## Given problem
Count the lines below that contain the word "sphere". Reply with the number alone.

## Task data
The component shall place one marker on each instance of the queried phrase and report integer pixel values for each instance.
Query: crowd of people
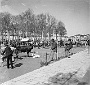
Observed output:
(8, 53)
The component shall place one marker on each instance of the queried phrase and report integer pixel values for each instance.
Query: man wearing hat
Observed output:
(8, 54)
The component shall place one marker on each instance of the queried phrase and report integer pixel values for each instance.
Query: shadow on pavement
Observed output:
(18, 65)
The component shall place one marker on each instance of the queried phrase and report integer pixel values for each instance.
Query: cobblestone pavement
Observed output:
(26, 65)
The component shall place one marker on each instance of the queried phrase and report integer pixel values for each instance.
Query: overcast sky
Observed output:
(73, 13)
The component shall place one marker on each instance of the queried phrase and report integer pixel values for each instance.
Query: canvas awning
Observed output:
(25, 39)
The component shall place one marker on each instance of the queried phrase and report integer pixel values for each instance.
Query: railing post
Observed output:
(46, 59)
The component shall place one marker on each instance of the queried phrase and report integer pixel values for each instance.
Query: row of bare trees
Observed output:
(28, 24)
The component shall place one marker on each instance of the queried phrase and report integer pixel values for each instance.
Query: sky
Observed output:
(75, 14)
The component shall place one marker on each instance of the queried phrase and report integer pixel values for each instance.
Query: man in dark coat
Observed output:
(8, 54)
(53, 49)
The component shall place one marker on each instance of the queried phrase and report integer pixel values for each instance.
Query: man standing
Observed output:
(8, 54)
(88, 43)
(53, 49)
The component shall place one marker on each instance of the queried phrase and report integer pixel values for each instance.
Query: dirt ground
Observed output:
(28, 64)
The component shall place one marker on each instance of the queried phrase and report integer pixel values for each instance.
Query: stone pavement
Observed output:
(78, 62)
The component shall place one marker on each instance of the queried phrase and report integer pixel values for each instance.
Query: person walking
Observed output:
(53, 50)
(8, 54)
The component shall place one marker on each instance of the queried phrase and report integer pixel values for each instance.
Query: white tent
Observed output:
(25, 39)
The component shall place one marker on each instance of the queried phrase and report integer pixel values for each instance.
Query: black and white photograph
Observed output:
(44, 42)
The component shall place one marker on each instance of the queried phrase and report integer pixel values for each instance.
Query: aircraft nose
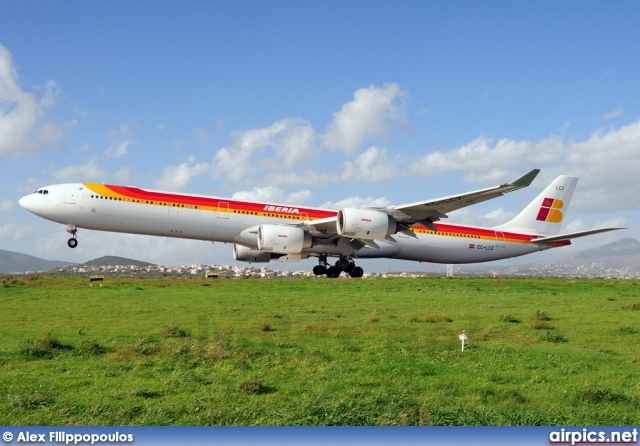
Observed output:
(27, 202)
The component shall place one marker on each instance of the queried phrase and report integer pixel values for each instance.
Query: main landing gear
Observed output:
(73, 241)
(343, 264)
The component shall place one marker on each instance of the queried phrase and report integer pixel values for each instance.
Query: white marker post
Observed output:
(463, 337)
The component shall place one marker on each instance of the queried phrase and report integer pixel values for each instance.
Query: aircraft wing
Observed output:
(558, 238)
(426, 212)
(439, 207)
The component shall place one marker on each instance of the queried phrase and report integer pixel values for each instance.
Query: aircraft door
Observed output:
(70, 196)
(223, 210)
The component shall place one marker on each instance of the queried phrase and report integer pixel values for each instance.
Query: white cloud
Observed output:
(89, 172)
(29, 186)
(176, 178)
(12, 231)
(613, 114)
(6, 205)
(372, 112)
(122, 138)
(487, 163)
(607, 164)
(119, 150)
(283, 145)
(24, 127)
(201, 134)
(78, 173)
(375, 165)
(357, 202)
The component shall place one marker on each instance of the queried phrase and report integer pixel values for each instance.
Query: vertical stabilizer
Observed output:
(545, 214)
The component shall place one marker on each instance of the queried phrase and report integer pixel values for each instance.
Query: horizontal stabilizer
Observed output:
(557, 238)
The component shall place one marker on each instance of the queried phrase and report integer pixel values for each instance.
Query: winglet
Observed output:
(526, 179)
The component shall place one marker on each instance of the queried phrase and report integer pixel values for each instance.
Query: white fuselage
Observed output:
(195, 217)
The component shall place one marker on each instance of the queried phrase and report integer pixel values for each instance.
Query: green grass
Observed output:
(172, 351)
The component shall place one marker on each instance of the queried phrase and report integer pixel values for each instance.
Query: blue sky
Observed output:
(320, 104)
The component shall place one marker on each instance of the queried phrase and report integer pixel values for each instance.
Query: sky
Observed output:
(318, 103)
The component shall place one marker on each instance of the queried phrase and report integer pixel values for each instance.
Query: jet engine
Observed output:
(365, 224)
(283, 239)
(251, 255)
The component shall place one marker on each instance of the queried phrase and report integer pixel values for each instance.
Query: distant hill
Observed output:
(17, 263)
(115, 261)
(618, 259)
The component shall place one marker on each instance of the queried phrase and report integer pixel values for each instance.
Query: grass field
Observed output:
(319, 352)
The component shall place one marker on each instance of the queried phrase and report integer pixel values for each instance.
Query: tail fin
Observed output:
(545, 214)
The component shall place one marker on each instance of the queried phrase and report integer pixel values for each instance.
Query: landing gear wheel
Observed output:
(342, 264)
(357, 272)
(333, 272)
(319, 270)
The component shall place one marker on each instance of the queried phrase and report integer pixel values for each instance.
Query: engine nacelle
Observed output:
(283, 239)
(365, 224)
(251, 255)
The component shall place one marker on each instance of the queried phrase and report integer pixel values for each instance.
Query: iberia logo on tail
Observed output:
(550, 210)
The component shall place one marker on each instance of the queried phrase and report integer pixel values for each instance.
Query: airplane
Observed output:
(261, 232)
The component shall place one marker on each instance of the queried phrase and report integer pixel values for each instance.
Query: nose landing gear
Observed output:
(73, 241)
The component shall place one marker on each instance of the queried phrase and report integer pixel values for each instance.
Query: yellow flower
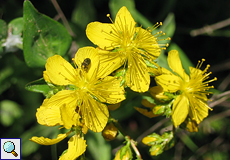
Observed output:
(76, 145)
(191, 89)
(122, 43)
(87, 86)
(110, 132)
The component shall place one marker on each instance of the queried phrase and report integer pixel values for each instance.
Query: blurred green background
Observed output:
(199, 29)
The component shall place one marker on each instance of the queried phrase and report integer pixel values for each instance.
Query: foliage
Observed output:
(29, 36)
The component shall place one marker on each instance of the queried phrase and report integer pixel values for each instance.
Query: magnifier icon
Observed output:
(9, 147)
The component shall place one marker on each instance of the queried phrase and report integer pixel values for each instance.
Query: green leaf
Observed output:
(3, 29)
(42, 37)
(3, 33)
(9, 111)
(38, 86)
(16, 25)
(97, 146)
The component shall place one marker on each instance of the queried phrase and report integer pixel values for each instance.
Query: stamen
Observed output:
(155, 26)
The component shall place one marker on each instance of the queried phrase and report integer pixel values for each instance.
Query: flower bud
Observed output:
(156, 150)
(158, 110)
(110, 132)
(124, 153)
(124, 157)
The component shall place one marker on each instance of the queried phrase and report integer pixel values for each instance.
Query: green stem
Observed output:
(127, 138)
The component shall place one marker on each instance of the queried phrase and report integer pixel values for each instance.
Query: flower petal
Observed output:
(76, 147)
(109, 62)
(59, 71)
(103, 35)
(49, 113)
(170, 83)
(175, 64)
(180, 110)
(47, 141)
(108, 90)
(146, 41)
(137, 76)
(69, 116)
(198, 107)
(124, 22)
(94, 114)
(147, 104)
(92, 54)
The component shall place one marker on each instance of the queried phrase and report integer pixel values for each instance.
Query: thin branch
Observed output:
(210, 28)
(152, 129)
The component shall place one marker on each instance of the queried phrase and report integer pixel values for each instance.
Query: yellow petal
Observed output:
(109, 62)
(60, 71)
(147, 42)
(198, 108)
(113, 107)
(169, 83)
(157, 92)
(46, 77)
(94, 114)
(124, 21)
(103, 35)
(137, 76)
(146, 103)
(76, 147)
(49, 113)
(69, 116)
(92, 54)
(180, 110)
(109, 90)
(191, 126)
(47, 141)
(48, 116)
(175, 64)
(147, 140)
(145, 112)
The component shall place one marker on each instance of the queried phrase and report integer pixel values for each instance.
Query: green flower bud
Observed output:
(110, 132)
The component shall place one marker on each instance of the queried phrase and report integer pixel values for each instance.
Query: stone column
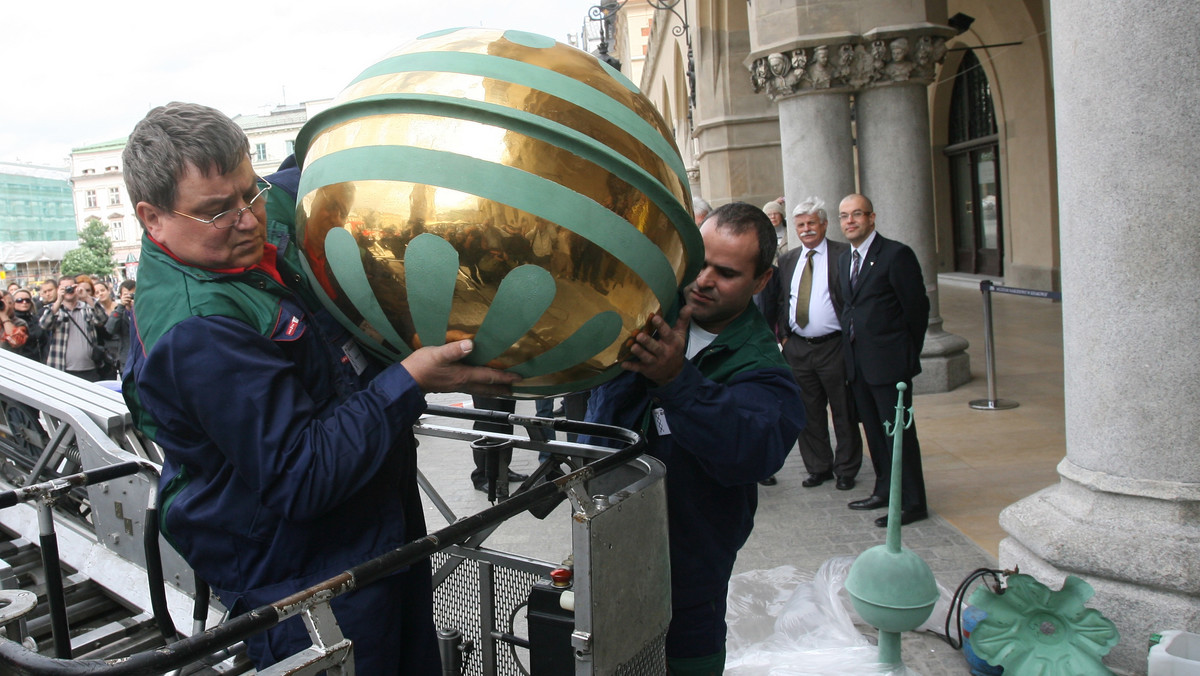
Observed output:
(819, 151)
(897, 174)
(1126, 515)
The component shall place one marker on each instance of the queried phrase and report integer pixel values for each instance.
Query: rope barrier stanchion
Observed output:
(989, 350)
(987, 287)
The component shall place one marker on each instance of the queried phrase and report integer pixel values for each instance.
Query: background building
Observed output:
(99, 181)
(37, 222)
(100, 193)
(1021, 142)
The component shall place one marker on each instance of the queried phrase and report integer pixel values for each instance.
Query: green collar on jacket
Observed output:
(171, 292)
(745, 345)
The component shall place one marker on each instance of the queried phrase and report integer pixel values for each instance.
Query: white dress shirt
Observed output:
(862, 252)
(822, 318)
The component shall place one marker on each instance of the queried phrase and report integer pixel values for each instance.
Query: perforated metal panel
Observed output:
(460, 604)
(651, 662)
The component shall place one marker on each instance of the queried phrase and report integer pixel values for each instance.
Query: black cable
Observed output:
(959, 598)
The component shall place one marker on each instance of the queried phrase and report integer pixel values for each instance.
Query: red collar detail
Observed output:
(265, 264)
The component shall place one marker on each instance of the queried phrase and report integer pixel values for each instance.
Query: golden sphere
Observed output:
(502, 186)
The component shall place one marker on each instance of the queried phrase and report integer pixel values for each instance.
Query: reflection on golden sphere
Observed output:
(502, 186)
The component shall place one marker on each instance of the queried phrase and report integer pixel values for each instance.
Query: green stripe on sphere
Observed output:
(439, 33)
(526, 75)
(541, 129)
(529, 39)
(522, 298)
(431, 268)
(521, 190)
(586, 342)
(574, 386)
(346, 263)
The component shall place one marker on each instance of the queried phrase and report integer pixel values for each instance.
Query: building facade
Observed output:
(99, 187)
(37, 222)
(1020, 142)
(99, 183)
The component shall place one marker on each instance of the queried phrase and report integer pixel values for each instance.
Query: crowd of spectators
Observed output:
(78, 324)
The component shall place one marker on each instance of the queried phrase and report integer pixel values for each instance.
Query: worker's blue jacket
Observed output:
(289, 456)
(733, 414)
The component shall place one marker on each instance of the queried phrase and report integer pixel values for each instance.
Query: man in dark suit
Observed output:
(883, 327)
(809, 318)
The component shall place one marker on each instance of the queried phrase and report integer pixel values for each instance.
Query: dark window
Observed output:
(973, 154)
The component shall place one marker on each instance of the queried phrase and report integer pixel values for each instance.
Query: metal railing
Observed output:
(594, 489)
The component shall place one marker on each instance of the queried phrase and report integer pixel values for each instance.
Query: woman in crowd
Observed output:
(24, 309)
(118, 323)
(13, 331)
(85, 289)
(105, 295)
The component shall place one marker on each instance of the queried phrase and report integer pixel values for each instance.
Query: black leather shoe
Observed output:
(906, 516)
(816, 479)
(873, 502)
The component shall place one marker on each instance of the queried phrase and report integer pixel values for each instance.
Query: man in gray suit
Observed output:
(809, 319)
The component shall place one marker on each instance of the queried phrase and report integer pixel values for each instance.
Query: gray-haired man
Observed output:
(809, 310)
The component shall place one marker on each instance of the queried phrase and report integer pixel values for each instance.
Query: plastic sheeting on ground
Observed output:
(785, 622)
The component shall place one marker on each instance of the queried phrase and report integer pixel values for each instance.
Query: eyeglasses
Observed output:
(229, 219)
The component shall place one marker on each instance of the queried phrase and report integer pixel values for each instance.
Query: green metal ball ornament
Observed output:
(892, 587)
(502, 186)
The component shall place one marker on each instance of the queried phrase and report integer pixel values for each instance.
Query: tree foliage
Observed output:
(95, 252)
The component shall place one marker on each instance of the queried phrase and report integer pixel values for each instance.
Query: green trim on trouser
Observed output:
(708, 665)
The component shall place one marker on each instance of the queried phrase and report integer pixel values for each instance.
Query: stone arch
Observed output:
(1018, 77)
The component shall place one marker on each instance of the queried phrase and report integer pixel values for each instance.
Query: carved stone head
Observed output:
(778, 63)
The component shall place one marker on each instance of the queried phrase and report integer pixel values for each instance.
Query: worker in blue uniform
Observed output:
(289, 453)
(721, 411)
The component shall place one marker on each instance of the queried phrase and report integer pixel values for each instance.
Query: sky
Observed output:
(78, 72)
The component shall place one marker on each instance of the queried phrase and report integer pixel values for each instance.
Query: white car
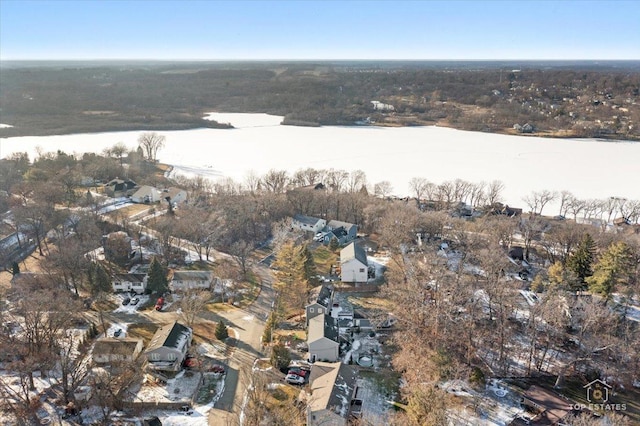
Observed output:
(294, 379)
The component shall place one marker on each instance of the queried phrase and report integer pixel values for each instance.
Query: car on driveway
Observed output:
(294, 379)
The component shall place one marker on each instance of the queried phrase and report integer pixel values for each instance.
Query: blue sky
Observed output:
(298, 29)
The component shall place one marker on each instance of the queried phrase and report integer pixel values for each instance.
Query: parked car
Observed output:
(298, 372)
(294, 379)
(160, 304)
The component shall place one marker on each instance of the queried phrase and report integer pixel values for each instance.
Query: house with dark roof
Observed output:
(308, 223)
(322, 339)
(136, 283)
(353, 264)
(119, 187)
(110, 350)
(176, 195)
(350, 229)
(332, 389)
(321, 304)
(147, 195)
(183, 280)
(168, 347)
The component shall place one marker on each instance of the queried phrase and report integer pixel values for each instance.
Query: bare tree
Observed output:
(151, 143)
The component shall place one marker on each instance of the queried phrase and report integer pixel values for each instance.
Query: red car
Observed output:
(298, 372)
(160, 304)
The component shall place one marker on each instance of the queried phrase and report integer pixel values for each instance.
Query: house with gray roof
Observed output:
(136, 283)
(354, 267)
(322, 339)
(183, 280)
(308, 223)
(110, 350)
(332, 389)
(168, 347)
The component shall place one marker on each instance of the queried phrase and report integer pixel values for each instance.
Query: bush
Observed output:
(280, 357)
(221, 331)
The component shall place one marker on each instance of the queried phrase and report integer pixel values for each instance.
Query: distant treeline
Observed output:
(561, 99)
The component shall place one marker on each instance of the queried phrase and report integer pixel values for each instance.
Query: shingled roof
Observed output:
(171, 336)
(353, 251)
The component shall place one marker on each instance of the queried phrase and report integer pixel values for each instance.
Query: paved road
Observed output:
(249, 325)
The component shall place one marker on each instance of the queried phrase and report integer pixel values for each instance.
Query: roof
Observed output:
(192, 276)
(324, 297)
(307, 220)
(146, 190)
(333, 224)
(173, 335)
(322, 326)
(132, 278)
(353, 251)
(110, 345)
(332, 385)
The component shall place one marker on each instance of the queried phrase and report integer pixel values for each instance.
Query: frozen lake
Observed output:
(588, 168)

## Task answer
3